>> BEGIN Data excerpts
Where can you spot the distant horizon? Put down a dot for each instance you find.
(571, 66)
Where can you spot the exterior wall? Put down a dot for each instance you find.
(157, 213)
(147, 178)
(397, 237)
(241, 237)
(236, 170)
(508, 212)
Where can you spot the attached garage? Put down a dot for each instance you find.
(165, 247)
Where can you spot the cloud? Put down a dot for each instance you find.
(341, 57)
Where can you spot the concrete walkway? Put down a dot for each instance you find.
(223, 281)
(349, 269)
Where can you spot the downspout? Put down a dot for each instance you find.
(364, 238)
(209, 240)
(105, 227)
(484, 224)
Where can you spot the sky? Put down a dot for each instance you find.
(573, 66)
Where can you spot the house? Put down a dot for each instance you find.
>> END Data excerpts
Reproduce every line of the data above word for word, changing nothing.

- _Full solution_:
Where can you spot the distant horizon? Put down a dot for each instance you find.
(571, 66)
Where can you spot the exterior wall? Put down a dot for each instance you find.
(157, 213)
(147, 178)
(397, 237)
(241, 237)
(236, 170)
(508, 212)
Where can you spot the attached garage? Put down a dot for each instance you find.
(165, 247)
Where can you spot the cloud? Put down a dot for each instance you find.
(341, 57)
Where can you spot the concrete walkway? Put down a dot for each instance you find.
(223, 281)
(349, 269)
Where can you spot the downspout? Put down a dot for each instance you find.
(364, 238)
(209, 240)
(105, 227)
(484, 224)
Where can you spot the sky? Put down a dot for each instance you find.
(573, 66)
Where can you spot the house? Put down a dot for each instance you find.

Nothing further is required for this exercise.